Yapılacak Görev -
Aşağıdaki alıntı metne dayanarak şu soruları yanıtlayınız:
(a) Metindeki şiire göre aslında terk eden kimdir?
(b) "SON DİLEK" başlıklı bölümde, en çok kime ve neden kızılacağı belirtilmektedir?
(c) Aynı bölümde, son bir saat boyunca ne yapılacağı söylenmektedir?
== Alıntı Metin
Şiirin tamamını bulunca da paylaşmadan edemedim.
Terk eden kimdi
kimdi kalan
giden mi suçludur her zaman?
ne zaman başlar ayrılıklar
dostluklar biter ne zaman
her geçen gün bir parça daha aldı götürdü bizden
aynı kalmıyordu hiçbir şey
değişiyordu her şey kendiliğinden
artık çözülmüştü ellerimiz
artık bölünmüştü yüreğimiz
birimiz söylemeliydi
bunu ötekine incitmeden
kimdi giden kimdi kalan
aslında giden değil kalandır terk eden
giden de bu yüzden gitmiştir zaten.
murathan mungan
Sahi ne zaman başlar ayrılıklar
Dostluklar biter ne zaman?
Peki ya kopmayan kopamayan bağlar var mıdır hayatta.
Bölünmüşken yürekler ve eller kenetli değilken
Başka kollarda başka hayalleri yaşayıp
Başka sabahlara uyanırken…
Ve hiçbir zorunluluk da yoksa üstelik
Neden terk eden edileni hala arar
Ve neden terk edilen terk edende bulur yaşama sevincini.
Kimdir giden ve söyler misiniz kimdir aslında kalan?
07 Ocak 2009
SON DİLEK
Dünyadaki son gününüz olduğunu bilseydiniz ne yapardınız?
Çılgın bir parti verirdim. Sevdiğim, yüzünü görmek istediğim herkesi davet ederdim.
Onlarla fotoğraflar çektirir, hepsinde bir ben kalsın isterdim.
Son bir saat aralıksız shut atardım atabildiğim kadar. O ana kadar bir yudum içmezdim. Aklım başımda olsun ki söylemek istediklerimi söylemek istediklerime söyleyebileyim. Orada olmayanlara da yazıp bırakabileyim diye.
En çok kardeşime kızardım gelemedi diye.
Sahi ne zaman öğrendim ben son günüm olduğunu. Yani 24 saatim var mı?
Varsa iyi...
O zaman kardeşim de benimle demektir.
Sen mi?
Sen gelmesen de olur.
Sana söyleyecek ne bir sözüm var ne yazılacak bir cümlem.
Ama son bir dileğim var eğer yerine getirebilirsen.
====
== Sağlanan Veriler
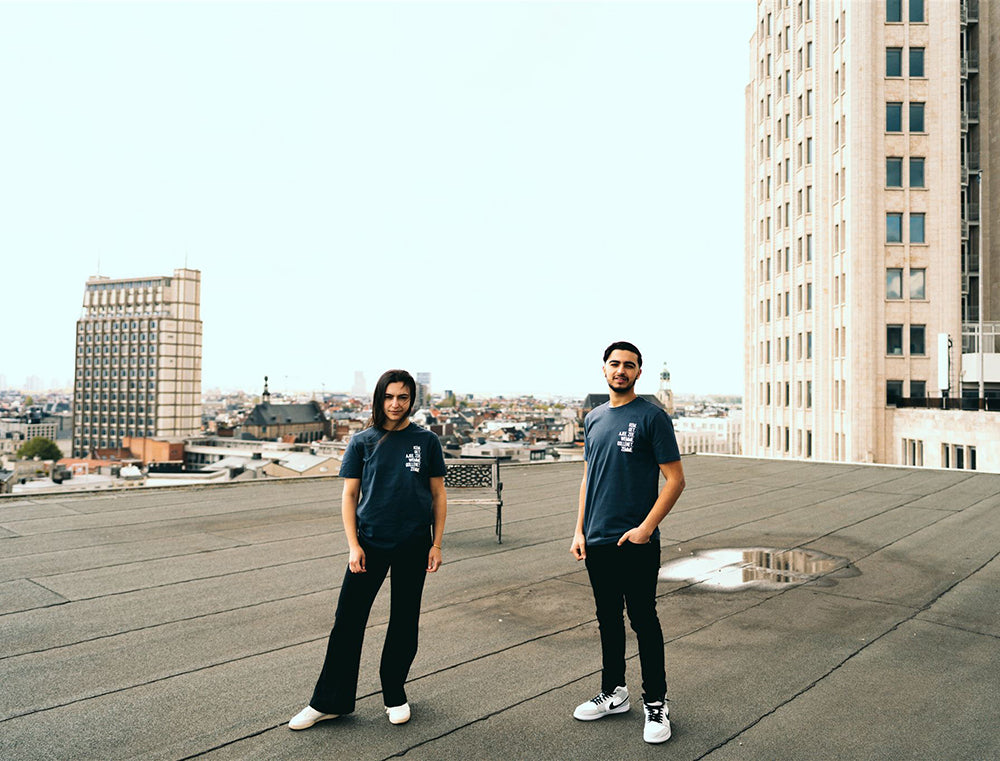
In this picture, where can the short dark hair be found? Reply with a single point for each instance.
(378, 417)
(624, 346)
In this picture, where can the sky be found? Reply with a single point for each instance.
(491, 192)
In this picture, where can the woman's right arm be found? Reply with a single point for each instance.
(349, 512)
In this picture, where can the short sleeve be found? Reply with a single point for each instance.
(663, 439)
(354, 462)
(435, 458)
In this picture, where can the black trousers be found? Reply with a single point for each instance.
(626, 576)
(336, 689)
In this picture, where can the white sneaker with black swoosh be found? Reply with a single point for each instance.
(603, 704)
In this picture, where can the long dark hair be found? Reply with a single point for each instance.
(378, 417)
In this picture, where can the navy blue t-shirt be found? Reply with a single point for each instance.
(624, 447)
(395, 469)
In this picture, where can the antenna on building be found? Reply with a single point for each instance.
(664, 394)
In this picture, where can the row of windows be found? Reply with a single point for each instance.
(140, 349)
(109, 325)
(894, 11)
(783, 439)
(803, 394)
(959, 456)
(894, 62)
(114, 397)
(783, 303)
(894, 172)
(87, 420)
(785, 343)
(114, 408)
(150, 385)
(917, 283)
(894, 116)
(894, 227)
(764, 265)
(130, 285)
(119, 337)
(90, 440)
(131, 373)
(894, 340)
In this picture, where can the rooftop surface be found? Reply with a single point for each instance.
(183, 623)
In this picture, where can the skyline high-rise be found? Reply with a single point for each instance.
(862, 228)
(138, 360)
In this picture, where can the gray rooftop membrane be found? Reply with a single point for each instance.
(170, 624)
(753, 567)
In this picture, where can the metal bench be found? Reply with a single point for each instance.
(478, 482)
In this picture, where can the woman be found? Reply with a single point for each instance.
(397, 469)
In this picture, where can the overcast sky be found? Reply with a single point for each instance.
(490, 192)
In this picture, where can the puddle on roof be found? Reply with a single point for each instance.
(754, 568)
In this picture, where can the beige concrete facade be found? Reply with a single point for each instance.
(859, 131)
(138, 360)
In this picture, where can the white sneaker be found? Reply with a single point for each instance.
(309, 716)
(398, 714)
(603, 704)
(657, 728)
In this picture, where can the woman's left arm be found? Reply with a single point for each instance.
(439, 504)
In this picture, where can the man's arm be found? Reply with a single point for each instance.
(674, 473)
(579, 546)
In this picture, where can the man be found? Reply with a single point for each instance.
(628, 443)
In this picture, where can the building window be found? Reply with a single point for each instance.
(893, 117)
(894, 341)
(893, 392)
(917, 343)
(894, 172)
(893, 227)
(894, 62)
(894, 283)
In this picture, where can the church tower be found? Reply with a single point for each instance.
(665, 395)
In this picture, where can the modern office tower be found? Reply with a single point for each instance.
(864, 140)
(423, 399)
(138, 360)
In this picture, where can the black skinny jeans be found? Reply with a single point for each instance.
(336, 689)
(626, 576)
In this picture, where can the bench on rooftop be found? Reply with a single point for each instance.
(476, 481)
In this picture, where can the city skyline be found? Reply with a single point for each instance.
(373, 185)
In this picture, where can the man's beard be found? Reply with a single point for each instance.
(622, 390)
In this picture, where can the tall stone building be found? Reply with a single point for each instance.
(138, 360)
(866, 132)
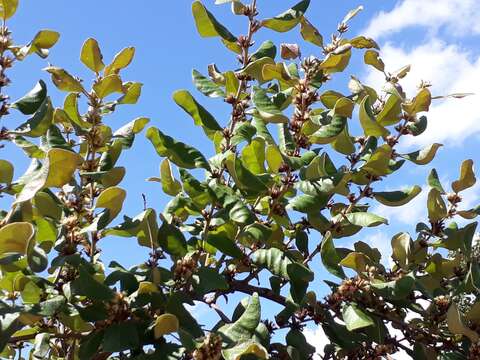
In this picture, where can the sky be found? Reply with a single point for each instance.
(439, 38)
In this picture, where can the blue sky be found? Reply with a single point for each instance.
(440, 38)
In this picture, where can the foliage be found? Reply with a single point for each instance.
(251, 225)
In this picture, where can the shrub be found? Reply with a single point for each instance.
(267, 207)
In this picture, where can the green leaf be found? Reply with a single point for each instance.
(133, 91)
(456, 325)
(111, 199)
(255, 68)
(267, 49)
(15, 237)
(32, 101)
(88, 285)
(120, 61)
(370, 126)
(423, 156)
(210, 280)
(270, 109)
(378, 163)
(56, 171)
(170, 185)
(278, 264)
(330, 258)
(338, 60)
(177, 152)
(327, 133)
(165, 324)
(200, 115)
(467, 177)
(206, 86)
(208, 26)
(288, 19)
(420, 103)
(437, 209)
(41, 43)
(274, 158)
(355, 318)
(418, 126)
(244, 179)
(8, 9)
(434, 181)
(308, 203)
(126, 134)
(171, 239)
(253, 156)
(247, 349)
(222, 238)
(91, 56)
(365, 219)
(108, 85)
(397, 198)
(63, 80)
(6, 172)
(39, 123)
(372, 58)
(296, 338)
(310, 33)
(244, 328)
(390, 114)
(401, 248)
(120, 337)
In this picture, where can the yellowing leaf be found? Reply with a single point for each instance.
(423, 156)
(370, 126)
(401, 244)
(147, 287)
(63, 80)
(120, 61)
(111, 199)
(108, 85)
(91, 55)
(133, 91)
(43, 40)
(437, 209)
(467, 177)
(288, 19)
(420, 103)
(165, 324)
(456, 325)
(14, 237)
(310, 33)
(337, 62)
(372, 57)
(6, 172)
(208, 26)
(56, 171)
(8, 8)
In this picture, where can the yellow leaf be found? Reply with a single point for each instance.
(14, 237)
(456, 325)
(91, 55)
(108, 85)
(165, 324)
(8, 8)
====
Eksiksiz Yanıt -
(a) Şiire göre aslında terk eden, giden değil kalandır.
(b) En çok kardeşe, gelemediği için kızılacağı belirtilmektedir.
(c) Son bir saat boyunca aralıksız, atılabildiği kadar shut atılacağı söylenmektedir.